Stored entries

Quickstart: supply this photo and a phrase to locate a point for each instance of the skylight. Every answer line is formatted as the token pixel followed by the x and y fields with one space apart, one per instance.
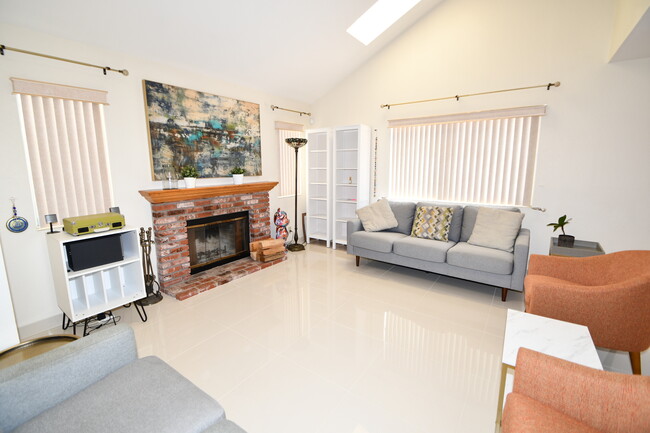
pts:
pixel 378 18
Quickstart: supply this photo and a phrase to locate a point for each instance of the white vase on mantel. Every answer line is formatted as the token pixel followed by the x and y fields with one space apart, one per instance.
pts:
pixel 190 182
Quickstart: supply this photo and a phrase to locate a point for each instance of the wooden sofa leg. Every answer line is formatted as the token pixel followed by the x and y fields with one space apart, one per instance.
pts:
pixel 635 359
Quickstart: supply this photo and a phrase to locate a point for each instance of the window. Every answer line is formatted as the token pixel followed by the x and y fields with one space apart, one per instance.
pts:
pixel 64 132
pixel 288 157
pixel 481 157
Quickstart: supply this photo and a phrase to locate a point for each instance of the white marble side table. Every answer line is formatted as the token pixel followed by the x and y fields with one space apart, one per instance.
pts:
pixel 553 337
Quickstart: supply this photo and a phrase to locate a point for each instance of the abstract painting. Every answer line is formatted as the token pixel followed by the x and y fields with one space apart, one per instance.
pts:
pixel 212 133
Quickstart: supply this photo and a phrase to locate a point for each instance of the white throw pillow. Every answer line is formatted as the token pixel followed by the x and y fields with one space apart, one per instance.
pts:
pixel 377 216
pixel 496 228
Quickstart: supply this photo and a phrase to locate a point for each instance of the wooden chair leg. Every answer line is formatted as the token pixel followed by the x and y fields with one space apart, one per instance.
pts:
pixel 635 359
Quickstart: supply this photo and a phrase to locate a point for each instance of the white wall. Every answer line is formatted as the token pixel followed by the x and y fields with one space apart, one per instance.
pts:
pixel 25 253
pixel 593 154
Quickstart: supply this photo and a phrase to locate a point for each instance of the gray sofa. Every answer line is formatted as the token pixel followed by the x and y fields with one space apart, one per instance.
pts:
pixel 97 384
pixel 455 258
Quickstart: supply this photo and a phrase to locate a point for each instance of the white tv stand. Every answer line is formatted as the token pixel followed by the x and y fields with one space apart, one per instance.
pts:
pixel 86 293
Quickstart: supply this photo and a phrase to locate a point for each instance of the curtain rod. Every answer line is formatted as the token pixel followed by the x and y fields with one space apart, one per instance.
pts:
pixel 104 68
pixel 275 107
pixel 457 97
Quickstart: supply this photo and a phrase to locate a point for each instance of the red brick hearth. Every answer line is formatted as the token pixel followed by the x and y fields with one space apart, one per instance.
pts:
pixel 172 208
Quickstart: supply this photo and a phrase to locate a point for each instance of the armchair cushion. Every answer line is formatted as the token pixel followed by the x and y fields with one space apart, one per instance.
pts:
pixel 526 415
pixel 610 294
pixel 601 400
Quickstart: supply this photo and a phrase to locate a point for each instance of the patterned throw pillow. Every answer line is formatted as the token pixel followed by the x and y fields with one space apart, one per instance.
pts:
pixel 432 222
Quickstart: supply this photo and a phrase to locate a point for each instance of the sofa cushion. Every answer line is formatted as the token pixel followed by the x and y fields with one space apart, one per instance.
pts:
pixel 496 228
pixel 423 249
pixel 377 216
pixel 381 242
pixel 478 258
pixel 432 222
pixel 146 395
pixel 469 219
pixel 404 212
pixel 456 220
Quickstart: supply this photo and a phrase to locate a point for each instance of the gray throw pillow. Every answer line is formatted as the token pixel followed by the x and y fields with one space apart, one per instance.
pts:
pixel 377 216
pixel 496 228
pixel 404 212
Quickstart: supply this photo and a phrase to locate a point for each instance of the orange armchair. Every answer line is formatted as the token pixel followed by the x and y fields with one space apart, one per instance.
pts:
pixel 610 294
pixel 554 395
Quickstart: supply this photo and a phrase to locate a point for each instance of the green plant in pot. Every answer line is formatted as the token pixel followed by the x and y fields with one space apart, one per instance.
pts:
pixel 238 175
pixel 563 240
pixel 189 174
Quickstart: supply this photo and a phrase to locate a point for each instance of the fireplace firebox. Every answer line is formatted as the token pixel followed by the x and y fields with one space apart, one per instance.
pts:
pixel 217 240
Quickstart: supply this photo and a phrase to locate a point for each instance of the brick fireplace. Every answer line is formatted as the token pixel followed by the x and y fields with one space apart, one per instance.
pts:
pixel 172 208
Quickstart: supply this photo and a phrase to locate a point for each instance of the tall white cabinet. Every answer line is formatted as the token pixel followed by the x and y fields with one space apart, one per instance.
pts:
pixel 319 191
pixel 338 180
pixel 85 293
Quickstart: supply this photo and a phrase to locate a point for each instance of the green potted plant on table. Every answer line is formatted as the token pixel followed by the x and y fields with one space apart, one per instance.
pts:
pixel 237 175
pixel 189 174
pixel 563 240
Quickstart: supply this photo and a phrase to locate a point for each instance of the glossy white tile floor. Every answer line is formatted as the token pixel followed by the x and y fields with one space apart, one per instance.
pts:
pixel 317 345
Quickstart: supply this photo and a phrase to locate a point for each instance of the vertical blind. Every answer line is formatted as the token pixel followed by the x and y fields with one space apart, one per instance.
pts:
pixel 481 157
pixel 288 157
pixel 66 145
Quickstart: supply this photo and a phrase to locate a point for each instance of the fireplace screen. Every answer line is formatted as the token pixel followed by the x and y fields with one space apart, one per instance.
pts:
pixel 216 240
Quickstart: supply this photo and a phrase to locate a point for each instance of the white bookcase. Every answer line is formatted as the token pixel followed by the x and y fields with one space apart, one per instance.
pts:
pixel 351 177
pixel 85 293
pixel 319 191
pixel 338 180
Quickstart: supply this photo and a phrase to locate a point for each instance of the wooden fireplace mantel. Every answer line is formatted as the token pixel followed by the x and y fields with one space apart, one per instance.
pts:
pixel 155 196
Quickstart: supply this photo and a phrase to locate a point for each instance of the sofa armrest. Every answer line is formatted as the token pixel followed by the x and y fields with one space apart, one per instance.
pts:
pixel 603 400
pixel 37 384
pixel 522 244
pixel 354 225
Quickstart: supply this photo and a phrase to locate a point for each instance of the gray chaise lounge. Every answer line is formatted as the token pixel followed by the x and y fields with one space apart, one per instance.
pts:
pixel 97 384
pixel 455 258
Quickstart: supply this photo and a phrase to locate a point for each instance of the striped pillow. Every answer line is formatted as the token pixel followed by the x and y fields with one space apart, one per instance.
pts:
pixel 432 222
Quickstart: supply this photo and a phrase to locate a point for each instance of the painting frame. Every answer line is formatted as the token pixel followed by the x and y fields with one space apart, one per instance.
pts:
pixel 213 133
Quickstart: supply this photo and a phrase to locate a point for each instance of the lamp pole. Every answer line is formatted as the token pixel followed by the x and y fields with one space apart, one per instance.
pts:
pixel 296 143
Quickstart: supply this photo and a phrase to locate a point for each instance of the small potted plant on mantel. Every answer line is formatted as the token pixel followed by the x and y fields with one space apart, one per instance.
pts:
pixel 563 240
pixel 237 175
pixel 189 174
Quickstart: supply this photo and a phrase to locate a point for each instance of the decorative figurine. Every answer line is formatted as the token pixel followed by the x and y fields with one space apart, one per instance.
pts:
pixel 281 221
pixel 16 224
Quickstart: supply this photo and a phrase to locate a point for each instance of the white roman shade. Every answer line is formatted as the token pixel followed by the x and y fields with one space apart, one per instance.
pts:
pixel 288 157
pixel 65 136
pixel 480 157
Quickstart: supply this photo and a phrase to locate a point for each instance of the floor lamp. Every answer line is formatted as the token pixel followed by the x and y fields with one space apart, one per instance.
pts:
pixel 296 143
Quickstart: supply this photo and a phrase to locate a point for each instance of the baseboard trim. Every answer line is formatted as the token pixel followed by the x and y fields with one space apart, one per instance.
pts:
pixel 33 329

WHAT IS BEING ASKED
Extract the lines from the start of the items through the line holding "pixel 190 182", inclusive, and copy them unchanged. Leave the pictures out of your answer.

REPLY TO THE TASK
Quickstart: supply this photo and a phrase to locate a point for each instance of the skylight. Every answer line is formatted as the token pixel followed by the x and y fields with one space apart, one per instance.
pts:
pixel 378 18
Quickstart: supply this photo and a phrase to locate a point for each instance of the white vase on mantel. Every answer line is formatted as the token pixel followed by the x and y fields with one space apart, one per instance.
pts:
pixel 190 182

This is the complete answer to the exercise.